Hungarians in the United Kingdom include Hungarian-born immigrants to the UK and their descendants, of whom there are a substantial number. Since Hungary joined the European Union in 2004, the UK's Hungarian population has grown significantly. Although official ONS estimates are that there were about 98,000 Hungarians living in the UK in 2019, other organisations estimate that the correct number is about 200,000.

History

The first Hungarian student known by name to have matriculated at Oxford University was one Nicolaus de Ungeria, and it is likely that he spent some time in London. Scores of Hungarian students came to study at English and Scottish universities, but the first to settle in London for good was János Bánffyhunyadi (1576–1646) in 1608. He dabbled in alchemy and became a lecturer in chemistry at Gresham College. Marrying an Englishwoman, he had a house in London, and was often visited by fellow countrymen passing through. In 1659, after a short spell in Oxford, Pál Jászberényi settled in London, where he opened a public school for the children of noblemen. He taught them Latin, using innovative techniques. One of the most resourceful scholars who made their home in London at the time of Pepys and Wren was János Mezolaki. He was teaching Latin and philosophy, and died as a patient of Bedlam, in 1693.

As with other displaced persons from Central Europe, many Hungarians came to Britain during and after World War II. Furthermore, up to 200,000 Hungarians left their home country after the revolution of 1956, and settled in other countries across the Western world — especially those that formed the Western Bloc. This included refugees to the UK, such as the actor Sandor Elès.

Since Hungary joined the European Union in 2004, the UK's Hungarian population has grown significantly. It was estimated that 13,159 Hungarian-born people were resident in the UK at the time of the 2001 UK Census. According to the 2011 census there were 48,308 Hungarian-born residents in England and Wales. 17,803 were in London where they made up 0.22% of the population. Just 576 were in North East England, making up 0.02% of the population there. The Hungarian-born population in England and Wales was 0.5% of the population of Hungary. By comparison the Polish-born population of 579,121 was 1.5% of the population of Poland. The Polish-born population is more spread-out around England and Wales. 55% of the Hungarian-born population were in London and South East England, compared to 41% of the Polish-born population and 30% of the total population. There were also 2,943 Hungarian-born residents in Scotland out of a total population of 5,295,403 (0.06%), and 999 Hungarian-born residents in Northern Ireland out of a total population of 1,810,863 (0.06%). This gives a 2011 census total for the whole of the United Kingdom of 52,250.

* **Exercise 1**
In the text on Hungarians in the United Kingdom, who was the first Hungarian to settle in London for good, and in what year?
* **Exercise 2**
Carry on the text about Hungarians in the United Kingdom, starting right after its final sentence.

* **Recorded data**
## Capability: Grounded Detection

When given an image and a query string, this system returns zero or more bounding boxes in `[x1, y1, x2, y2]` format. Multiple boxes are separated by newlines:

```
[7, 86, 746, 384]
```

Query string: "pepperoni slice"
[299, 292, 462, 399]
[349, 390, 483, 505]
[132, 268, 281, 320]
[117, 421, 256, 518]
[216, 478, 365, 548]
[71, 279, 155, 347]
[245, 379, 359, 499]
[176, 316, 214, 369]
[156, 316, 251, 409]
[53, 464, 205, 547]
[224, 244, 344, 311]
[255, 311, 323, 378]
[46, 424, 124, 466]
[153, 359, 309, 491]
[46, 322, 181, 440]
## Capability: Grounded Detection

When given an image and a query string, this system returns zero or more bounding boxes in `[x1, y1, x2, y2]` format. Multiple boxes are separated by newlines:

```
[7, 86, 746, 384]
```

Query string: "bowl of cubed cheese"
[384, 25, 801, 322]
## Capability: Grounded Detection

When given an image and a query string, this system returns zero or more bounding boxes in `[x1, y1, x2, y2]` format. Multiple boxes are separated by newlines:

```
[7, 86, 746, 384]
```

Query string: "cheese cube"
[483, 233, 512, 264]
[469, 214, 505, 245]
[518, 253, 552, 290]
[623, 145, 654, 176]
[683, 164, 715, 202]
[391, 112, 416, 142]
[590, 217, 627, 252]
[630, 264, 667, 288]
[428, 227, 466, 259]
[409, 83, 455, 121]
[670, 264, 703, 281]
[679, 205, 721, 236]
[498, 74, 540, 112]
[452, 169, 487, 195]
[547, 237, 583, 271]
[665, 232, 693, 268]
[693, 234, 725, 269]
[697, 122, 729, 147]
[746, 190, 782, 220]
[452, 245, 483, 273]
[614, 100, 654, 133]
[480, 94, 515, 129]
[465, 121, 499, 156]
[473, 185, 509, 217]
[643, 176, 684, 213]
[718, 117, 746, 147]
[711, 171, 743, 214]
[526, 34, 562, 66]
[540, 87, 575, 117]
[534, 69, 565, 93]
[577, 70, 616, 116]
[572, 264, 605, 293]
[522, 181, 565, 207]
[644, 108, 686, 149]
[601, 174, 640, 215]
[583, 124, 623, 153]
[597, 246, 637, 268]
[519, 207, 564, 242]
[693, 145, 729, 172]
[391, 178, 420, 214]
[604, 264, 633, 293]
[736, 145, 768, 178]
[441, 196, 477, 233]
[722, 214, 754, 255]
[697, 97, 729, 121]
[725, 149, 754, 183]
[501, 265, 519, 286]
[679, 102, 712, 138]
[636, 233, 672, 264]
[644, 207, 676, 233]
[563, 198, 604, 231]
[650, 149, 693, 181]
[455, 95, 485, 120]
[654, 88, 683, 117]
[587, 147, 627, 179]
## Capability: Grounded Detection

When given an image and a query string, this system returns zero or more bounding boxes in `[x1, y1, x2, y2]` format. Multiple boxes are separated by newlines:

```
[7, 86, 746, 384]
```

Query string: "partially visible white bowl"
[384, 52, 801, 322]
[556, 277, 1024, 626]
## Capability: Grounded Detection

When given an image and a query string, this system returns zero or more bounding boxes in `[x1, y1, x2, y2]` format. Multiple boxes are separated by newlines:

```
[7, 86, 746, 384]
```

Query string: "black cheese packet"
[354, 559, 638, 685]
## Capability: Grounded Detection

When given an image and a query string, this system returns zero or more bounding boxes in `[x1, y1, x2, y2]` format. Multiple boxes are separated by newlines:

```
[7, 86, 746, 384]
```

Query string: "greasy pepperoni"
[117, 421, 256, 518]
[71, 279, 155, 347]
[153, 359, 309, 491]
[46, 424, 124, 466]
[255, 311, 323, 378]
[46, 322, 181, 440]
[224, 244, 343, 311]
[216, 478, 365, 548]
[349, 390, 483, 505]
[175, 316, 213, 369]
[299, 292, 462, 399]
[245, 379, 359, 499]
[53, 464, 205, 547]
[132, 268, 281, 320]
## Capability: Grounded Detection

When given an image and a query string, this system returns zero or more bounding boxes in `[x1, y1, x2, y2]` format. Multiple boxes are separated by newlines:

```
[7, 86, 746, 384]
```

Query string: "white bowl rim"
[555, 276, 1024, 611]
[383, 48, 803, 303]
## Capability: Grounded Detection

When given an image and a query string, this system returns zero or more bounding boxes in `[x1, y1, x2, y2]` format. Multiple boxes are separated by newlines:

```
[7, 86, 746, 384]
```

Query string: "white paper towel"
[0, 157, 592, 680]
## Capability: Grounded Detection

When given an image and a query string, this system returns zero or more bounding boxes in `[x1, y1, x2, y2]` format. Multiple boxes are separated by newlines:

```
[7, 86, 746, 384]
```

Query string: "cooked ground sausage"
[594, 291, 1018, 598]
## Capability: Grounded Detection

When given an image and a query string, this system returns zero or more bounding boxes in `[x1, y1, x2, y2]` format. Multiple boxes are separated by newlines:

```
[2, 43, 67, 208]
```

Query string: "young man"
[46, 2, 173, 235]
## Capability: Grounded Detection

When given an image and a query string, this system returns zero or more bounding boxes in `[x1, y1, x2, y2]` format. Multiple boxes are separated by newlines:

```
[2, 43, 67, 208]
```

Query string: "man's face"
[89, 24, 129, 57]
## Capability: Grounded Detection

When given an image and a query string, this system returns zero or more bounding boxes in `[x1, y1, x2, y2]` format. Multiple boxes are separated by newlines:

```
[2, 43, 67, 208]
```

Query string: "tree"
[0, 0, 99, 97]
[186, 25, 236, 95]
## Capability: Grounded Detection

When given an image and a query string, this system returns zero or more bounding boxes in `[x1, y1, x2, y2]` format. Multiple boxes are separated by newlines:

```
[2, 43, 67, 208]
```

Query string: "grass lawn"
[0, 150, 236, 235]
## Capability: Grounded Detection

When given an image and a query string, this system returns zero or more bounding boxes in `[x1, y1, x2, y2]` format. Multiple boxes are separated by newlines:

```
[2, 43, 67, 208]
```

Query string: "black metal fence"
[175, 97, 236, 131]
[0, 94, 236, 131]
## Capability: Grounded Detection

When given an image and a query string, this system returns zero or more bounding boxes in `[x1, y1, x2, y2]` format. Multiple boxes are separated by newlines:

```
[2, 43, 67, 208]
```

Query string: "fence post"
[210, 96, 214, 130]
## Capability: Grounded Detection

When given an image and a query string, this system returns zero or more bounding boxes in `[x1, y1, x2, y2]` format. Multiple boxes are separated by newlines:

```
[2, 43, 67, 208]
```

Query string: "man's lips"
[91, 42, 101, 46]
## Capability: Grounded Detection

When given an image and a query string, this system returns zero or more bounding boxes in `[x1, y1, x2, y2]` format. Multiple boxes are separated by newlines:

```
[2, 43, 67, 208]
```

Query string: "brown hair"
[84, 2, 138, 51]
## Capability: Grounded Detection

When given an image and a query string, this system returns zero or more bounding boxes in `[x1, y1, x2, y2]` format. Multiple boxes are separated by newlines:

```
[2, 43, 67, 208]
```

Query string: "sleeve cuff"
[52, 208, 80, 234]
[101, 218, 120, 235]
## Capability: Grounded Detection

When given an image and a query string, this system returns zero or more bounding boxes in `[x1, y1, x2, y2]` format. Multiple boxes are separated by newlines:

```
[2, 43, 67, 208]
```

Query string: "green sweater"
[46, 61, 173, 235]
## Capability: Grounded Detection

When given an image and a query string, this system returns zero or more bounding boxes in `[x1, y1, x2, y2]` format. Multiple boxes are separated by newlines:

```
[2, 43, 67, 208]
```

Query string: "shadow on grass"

* **Response 1**
János Bánffyhunyadi, in 1608.

* **Response 2**
The Office for National Statistics estimated that in 2019 there were 98,000 Hungarian-born people resident in the UK: 47,000 males and 50,000 females. However, there are other estimates that between 200,000 and 220,000 Hungarians were living in the UK in 2020.

Notable Hungarian immigrants and Britons of Hungarian origin

Literature and media
 Oscar Deutsch (1893–1941) – founder of Odeon Cinemas
 Frank Furedi (Füredi Ferenc) – commentator
 John Halas (Halász János) (1912 – 1995) – animator
 Arthur Koestler (Kösztler Artur) (1905–1983) – novelist, journalist
 Sir Alexander Korda (1893-1956) – producer, director
 Sebastian Gorka Military and Intelligence Analyst, Trump Administration Advisor, Social Commentator
 Mina Loy – artist, poet, playwright, novelist
 George Mikes (Mikes György) (1912–1987) – writer
 Baroness Emma Orczy (Orczy Emma) (1865–1947) – writer
 Emeric Pressburger (1902–1988) – screenwriter, film director, producer
 Egon Ronay (Rónay Egon) (1915–2010) – food critic
 Petronella Wyatt – journalist
 George Szirtes – poet

Musicians and performers
 Miki Berenyi – singer, songwriter (Lush)
 Joe Bugner (born József Kreul Bugner in 1950) - actor and former Heavyweight boxer 
 Sandor Elès (1936–2002) – actor
 Justine Frischmann – artist, musician (Elastica)
 Stephen Fry – writer, actor
 Romola Garai – actress
 Leslie Howard (1893–1943) – actor
 Princess Julia (born Julia Fodor) – DJ, music writer
 Kerry Katona – singer
 Mark Knopfler – singer, songwriter (Dire Straits)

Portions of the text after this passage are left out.